**Exercise goal:**
Output the material beneath this task exactly, images excluded.

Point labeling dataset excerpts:

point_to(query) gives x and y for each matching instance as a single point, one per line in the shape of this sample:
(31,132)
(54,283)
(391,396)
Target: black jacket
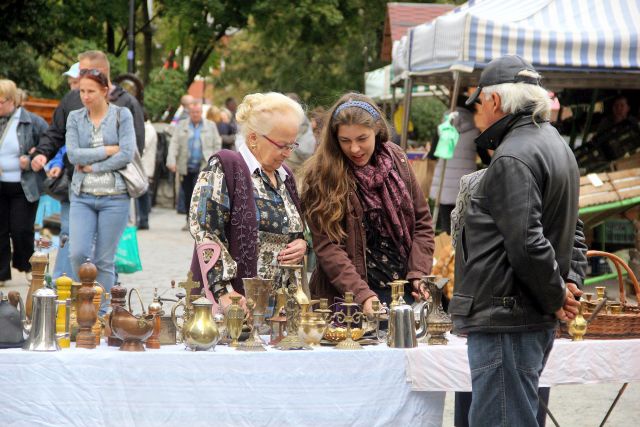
(522,238)
(54,138)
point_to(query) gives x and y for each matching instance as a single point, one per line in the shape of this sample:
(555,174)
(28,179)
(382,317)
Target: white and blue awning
(555,35)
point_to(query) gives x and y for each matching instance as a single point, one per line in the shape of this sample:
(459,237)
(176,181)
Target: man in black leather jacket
(523,251)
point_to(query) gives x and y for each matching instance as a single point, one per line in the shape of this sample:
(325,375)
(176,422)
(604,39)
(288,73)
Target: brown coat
(342,266)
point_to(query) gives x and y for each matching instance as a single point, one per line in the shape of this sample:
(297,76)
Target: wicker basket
(614,326)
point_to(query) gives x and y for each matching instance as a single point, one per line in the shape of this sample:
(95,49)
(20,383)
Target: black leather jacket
(522,239)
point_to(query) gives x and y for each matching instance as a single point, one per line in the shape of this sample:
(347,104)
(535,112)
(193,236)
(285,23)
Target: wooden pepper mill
(119,299)
(86,311)
(155,308)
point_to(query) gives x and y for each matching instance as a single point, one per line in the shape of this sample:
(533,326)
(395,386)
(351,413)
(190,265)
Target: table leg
(613,405)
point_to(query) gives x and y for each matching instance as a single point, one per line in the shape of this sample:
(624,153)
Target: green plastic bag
(127,255)
(448,138)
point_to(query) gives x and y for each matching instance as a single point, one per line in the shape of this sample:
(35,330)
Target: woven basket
(614,326)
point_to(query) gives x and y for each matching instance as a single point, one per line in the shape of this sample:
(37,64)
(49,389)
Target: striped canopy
(560,35)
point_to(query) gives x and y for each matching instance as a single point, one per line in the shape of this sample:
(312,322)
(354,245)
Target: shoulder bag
(133,174)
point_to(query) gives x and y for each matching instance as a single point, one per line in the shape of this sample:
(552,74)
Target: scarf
(386,202)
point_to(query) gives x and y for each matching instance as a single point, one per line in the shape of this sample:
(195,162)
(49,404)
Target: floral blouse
(278,219)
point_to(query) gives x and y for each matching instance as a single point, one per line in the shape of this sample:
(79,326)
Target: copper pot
(131,329)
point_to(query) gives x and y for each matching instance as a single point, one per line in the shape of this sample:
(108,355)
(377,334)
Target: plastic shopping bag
(127,255)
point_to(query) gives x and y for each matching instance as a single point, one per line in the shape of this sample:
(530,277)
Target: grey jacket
(178,154)
(463,162)
(522,239)
(115,131)
(30,128)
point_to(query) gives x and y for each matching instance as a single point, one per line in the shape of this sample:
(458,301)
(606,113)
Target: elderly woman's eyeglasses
(282,147)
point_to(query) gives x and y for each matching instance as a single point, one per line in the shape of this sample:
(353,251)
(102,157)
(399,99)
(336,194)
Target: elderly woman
(246,201)
(367,214)
(20,131)
(100,141)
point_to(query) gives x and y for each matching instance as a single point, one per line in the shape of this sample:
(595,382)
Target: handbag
(58,187)
(133,174)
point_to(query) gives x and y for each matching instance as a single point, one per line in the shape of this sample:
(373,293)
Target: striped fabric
(551,34)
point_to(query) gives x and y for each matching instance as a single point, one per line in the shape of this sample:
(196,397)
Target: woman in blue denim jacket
(100,141)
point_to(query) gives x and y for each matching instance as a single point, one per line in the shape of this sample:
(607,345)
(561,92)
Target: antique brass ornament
(257,292)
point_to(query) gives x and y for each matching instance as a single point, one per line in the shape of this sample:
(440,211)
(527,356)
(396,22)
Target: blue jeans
(505,370)
(63,262)
(96,225)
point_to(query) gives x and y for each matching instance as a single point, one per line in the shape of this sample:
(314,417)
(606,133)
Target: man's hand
(38,162)
(54,172)
(111,149)
(293,253)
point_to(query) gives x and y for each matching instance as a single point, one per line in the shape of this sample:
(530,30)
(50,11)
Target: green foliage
(426,115)
(163,91)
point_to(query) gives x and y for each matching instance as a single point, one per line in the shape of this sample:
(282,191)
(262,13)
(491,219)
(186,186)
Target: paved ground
(166,253)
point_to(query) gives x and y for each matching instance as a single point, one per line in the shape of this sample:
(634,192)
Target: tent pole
(408,88)
(452,107)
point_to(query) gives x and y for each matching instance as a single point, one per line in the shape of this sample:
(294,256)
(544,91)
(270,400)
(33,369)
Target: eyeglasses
(285,147)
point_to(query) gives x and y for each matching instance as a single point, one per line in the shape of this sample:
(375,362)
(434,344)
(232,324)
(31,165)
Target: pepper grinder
(87,313)
(118,299)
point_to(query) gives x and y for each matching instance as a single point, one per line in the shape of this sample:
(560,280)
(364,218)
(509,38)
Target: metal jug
(402,331)
(11,319)
(42,328)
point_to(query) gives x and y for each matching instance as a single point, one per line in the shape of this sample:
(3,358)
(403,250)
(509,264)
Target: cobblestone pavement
(166,251)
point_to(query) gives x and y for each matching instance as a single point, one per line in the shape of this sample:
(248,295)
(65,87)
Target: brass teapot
(200,332)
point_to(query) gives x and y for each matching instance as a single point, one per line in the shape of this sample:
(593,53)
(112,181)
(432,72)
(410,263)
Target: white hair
(516,97)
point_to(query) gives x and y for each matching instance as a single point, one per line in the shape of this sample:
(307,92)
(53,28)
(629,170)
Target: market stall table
(172,386)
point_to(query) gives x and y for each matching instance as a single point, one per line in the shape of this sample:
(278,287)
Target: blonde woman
(246,201)
(369,220)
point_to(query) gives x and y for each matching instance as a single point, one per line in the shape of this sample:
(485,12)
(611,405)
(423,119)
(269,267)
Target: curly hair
(326,177)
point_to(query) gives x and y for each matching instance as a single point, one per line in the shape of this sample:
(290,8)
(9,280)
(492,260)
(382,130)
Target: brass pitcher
(200,332)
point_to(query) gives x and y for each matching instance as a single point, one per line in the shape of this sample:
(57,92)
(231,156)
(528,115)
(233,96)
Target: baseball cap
(74,71)
(505,69)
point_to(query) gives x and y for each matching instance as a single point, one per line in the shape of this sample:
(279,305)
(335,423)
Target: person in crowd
(101,139)
(462,163)
(223,123)
(265,226)
(522,250)
(183,113)
(73,76)
(192,144)
(367,214)
(143,203)
(20,131)
(619,113)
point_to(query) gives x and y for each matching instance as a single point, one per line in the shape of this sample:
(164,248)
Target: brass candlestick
(292,309)
(39,261)
(352,315)
(86,312)
(118,299)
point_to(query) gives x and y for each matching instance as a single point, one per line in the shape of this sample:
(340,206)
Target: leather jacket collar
(491,138)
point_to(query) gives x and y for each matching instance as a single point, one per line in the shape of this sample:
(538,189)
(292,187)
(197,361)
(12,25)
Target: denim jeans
(505,370)
(63,261)
(96,225)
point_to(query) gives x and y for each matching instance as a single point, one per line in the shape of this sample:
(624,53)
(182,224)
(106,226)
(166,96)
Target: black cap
(504,70)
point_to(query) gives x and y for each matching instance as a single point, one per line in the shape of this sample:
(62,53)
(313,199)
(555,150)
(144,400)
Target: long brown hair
(326,177)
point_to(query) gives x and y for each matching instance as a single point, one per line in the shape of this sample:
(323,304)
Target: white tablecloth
(174,387)
(446,368)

**Answer in full:**
point_to(query) gives x and y for each matching instance as a single point, one per line in the shape of this sample:
(31,132)
(54,283)
(391,396)
Target: black jacket
(522,238)
(54,138)
point_to(query) gives x and y for each matching instance as a single point, one per line in the shape of this sample:
(555,174)
(28,179)
(382,317)
Target: white and blue awning
(555,35)
point_to(query) gives x and y for each matching instance as a single point, one per line in the shape of this sample:
(459,237)
(176,181)
Target: man in black leather jacket
(523,251)
point_to(query) gives x and y for each matching instance as a single point, one per line in the shape of this sample:
(325,375)
(176,422)
(604,39)
(288,73)
Target: brown coat
(342,266)
point_to(query) gives x and y for each matching instance as a single point, one per line in the shape of this sample:
(297,76)
Target: wicker basket
(614,326)
point_to(query) gives x and y for each matching instance as a single point, one per line in the shape of this sample:
(95,49)
(20,383)
Target: black leather jacket
(522,239)
point_to(query) gives x and y for each matching instance as a single point, one per line in the shape of this sample:
(347,104)
(535,112)
(193,236)
(285,23)
Target: wooden pepper mill
(119,299)
(86,311)
(155,308)
point_to(query) gives x and y for each matching instance as a single point, one per line in the shape of this sample:
(533,326)
(395,386)
(351,413)
(190,265)
Target: table leg
(613,405)
point_to(query) gives x and y for each matching instance as a single point, one per line in the shape of this sample:
(624,153)
Target: green plastic bag
(127,255)
(448,138)
point_to(query) gives x and y for each matching instance as a single point, one per line in the shape of this sample:
(35,330)
Target: woven basket
(614,326)
point_to(query) gives x and y for each matching instance as a single point, one per line in the shape of this sample:
(37,64)
(49,389)
Target: striped canopy
(560,35)
point_to(query) gives x and y for each matching instance as a single point, one per line in the shape of this sample:
(312,322)
(354,245)
Target: shoulder bag
(133,174)
point_to(query) gives x and y for each matching instance as a single point, one per line in the shape of this sample:
(552,74)
Target: scarf
(386,202)
point_to(query) gives x and y for each matching instance as a single point, one per line in the shape of this sample:
(195,162)
(49,404)
Target: floral blouse
(278,219)
point_to(query) gives x and y for each matching instance as a single point, one per line in the shape of this sample:
(79,326)
Target: copper pot
(131,329)
point_to(query) gives x and y for each matching instance as a single point, one per line in the shape of this sample:
(108,355)
(377,334)
Target: plastic shopping bag
(127,255)
point_to(query) gives x and y for each matching instance as a single point, one per line in the shape of this sample:
(530,277)
Target: grey jacket
(178,154)
(463,162)
(522,239)
(115,131)
(30,128)
point_to(query) gives x and y for each matching instance as a single point, one per line in the shape of this sample:
(458,301)
(606,113)
Target: elderly woman's eyeglasses
(282,147)
point_to(query) gives x and y for each matching instance as a single point, one per line in the shape of this sample:
(353,251)
(102,157)
(399,99)
(336,194)
Target: elderly woman
(246,201)
(367,214)
(20,131)
(100,141)
point_to(query) gives x and y for each matching instance as a single point, one per line in the shape of this sample:
(595,382)
Target: handbag
(58,187)
(133,174)
point_to(query) gives x and y for each matching instance as a single point, one per line in the shape of this sample:
(373,293)
Target: striped fabric
(551,34)
point_to(query) gives x and y for each matching instance as a single point, one per line in the shape of this sample:
(196,397)
Target: woman in blue denim jacket
(100,141)
point_to(query) gives x and y for each matching instance as a single point, one per line in the shape of this sample:
(607,345)
(561,92)
Target: antique brass ornament
(257,292)
point_to(query) gives x and y for each matching instance as a single point, one per line in the shape of this sample:
(440,211)
(527,356)
(396,22)
Target: blue jeans
(505,370)
(63,262)
(96,225)
point_to(query) gives x and y for each matching instance as a single point, one per line in the shape of this sample:
(314,417)
(606,133)
Target: man's hand
(38,162)
(54,172)
(111,149)
(293,253)
point_to(query) gives x and y for each matching instance as a single point, one per line in the shape of this sample:
(530,30)
(50,11)
Target: green foliage
(426,115)
(163,91)
point_to(query) gives x and y for each matching instance as a single point, one per line in the shape of this sample:
(282,191)
(262,13)
(491,219)
(186,186)
Target: paved ground
(166,253)
point_to(query) gives x and y for each matching instance as a single point, one per line in the shape of this sample:
(634,192)
Target: tent pole
(408,88)
(452,107)
point_to(query) gives x and y for each matching instance as a single point, one per line in the shape of this sample:
(294,256)
(544,91)
(270,400)
(33,369)
Target: eyeglasses
(285,147)
point_to(query) gives x and y for each matching instance as a single point, one per line in the shape of this sample:
(375,362)
(434,344)
(232,324)
(31,165)
Target: pepper grinder
(87,313)
(118,299)
point_to(query) gives x and y for each matching instance as a single point, one per line in the shape of this sample:
(560,280)
(364,218)
(509,38)
Target: metal jug
(402,331)
(11,319)
(42,328)
point_to(query) gives x and y for each matching instance as a single point, one per line in the shape of this sample:
(3,358)
(403,250)
(509,264)
Target: cobblestone pavement
(166,251)
point_to(query) gives x and y for each matching instance as a single point, one per line in the shape of this sample:
(248,295)
(65,87)
Target: brass teapot
(200,332)
point_to(query) gives x and y for each matching instance as a single point, one per line in the shape of this sample:
(593,53)
(112,181)
(432,72)
(410,263)
Target: white hair
(516,97)
point_to(query) gives x and y for each matching instance as a single point, one per line in the shape of this sample:
(307,92)
(53,28)
(629,170)
Target: market stall table
(172,386)
point_to(query) gives x and y for each matching instance as a single point, one per line in the shape of this sample:
(278,287)
Target: blonde woman
(246,201)
(369,220)
point_to(query) gives x and y for each matching instance as a single point, one per line in the shape of this sample:
(485,12)
(611,405)
(423,119)
(269,267)
Target: curly hair
(326,177)
point_to(query) gives x and y for each matching instance as a single point, one per line in the shape of this sample:
(290,8)
(9,280)
(492,260)
(382,130)
Target: brass pitcher
(200,332)
point_to(query) gives x and y for each matching instance as a single point, one per line in the shape of this sample:
(57,92)
(231,156)
(528,115)
(233,96)
Target: baseball cap
(74,71)
(505,69)
point_to(query) gives x and y for each matching instance as a single point, one per line in the shape of this sample:
(279,305)
(335,423)
Target: person in crowd
(101,139)
(462,163)
(223,123)
(265,226)
(522,250)
(183,113)
(73,76)
(192,144)
(367,214)
(143,203)
(20,131)
(619,113)
point_to(query) gives x and y for each matching instance as a single point, one per line in the shape of this sample:
(164,248)
Target: brass candlestick
(292,309)
(39,261)
(352,315)
(86,312)
(118,299)
point_to(query) gives x and y for each matching instance as a single point, one per line in the shape of this sample:
(340,206)
Target: leather jacket collar
(491,138)
point_to(query) gives x and y for each matching instance as a single point, one per line in the shape of this sample:
(538,189)
(292,187)
(197,361)
(12,25)
Target: denim jeans
(505,370)
(63,261)
(96,225)
point_to(query) gives x and y for each matching instance as a single point, one per line in the shape of this sample:
(624,53)
(182,224)
(106,226)
(166,96)
Target: black cap
(504,70)
point_to(query) gives x and y for each matching instance as a single point, one per line in the shape of this sample:
(62,53)
(313,199)
(555,150)
(144,400)
Target: long brown hair
(326,177)
point_to(query) gives x and y for each matching instance as a single point, one per line in the shape of this sample:
(323,304)
Target: white tablecloth
(174,387)
(446,368)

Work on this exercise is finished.